Balut is a boiled fertilized duck or chicken egg that is eaten as a traditional delicacy in the Philippines. While Balut can sometimes be found in other countries such as Vietnam, China or even the United States (mainly California or Hawaii), fertilized eggs are seen as absolute nutritional taboos in European cuisines. Balut (Tagalog and Malay word for “wrapped”) have a reputation as an aphrodisiac and are said to be potency-enhancing, which is not scientifically proven, however.

Balut Street FoodThe eggs can commonly be found as street food in the Philippines where specialized vendors (“magbabalut”) sell the eggs out of thermally isolated bags together with a portion of salt. The fertilized eggs are also available in many restaurants as a snack, often fried and served with a vinegar-chili dip, cooked in vinegar and garlic as “adobado” or baked in batter.

The Making Of Balut

In the Philippines, domestic ducks are often specifically kept for the production of Balut. Special baskets keep the eggs warm for about two weeks. On the 9th day, a screening recognizes eggs without chicks inside and sorts them out. Balut is generally sold from about the 14th day of incubation since the embryo is barely perceptible before that. Among Filipinos, however, 17-day-old eggs (called “balut sa puti”) are considered ideal. Vietnamese cuisine prefers 19-day-old eggs with a clearly visible body.

**DATA SEGMENT:**
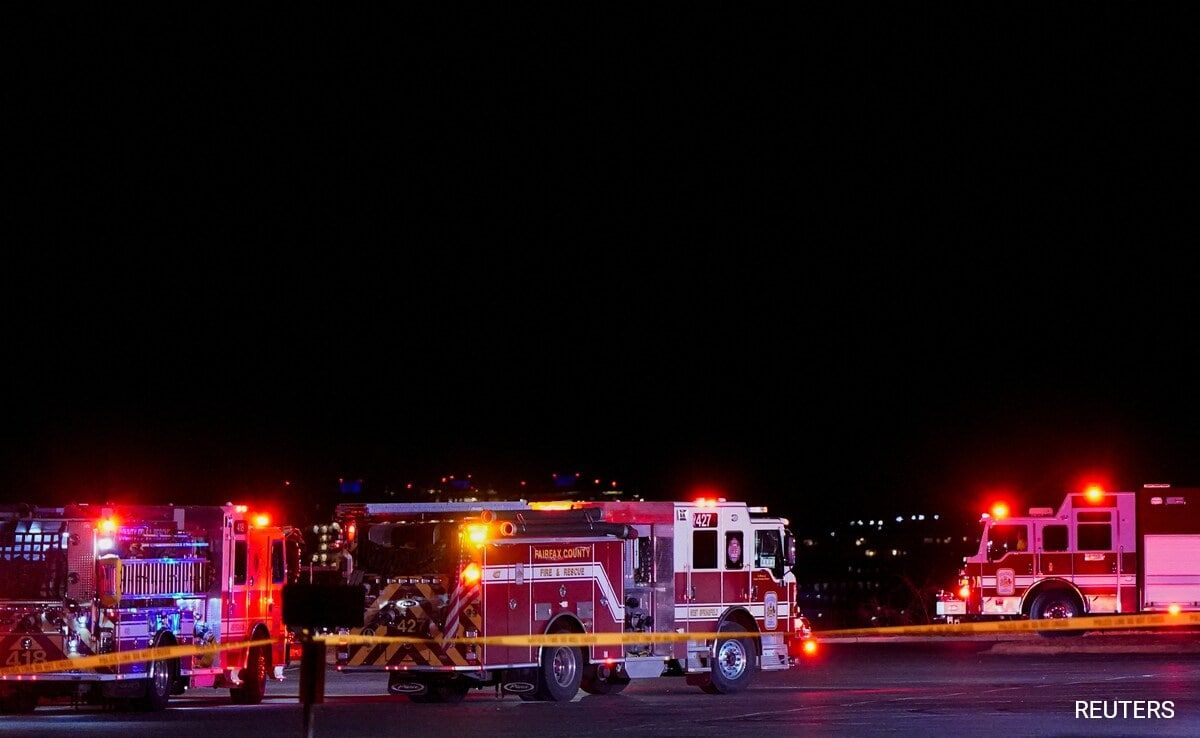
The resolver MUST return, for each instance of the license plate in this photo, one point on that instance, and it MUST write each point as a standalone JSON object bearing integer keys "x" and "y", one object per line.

**WRITTEN TASK:**
Carry the balut article forward, starting right after its last sentence.

**RESPONSE BELOW:**
How To Eat Balut

The fertilized eggs are boiled for 20 to 30 minutes. First, only a little piece of the shell is removed from the still warm egg. Some salt is sprinkled onto the opening before the liquid is slurped out of the shell. After this, the whole egg is peeled and seasoned with salt, vinegar or soy sauce. The beak and feathers of the ducklings are clearly visible and are eaten as a whole together with the rest of the egg. The taste of the unseasoned brownish-black meat is a combination of salty and spicy. The beak and feather components are slightly more firm to the bite.

If water has entered the eggs during the boiling process, they are called “abnoy” and are eaten as a special scrambled egg dish instead.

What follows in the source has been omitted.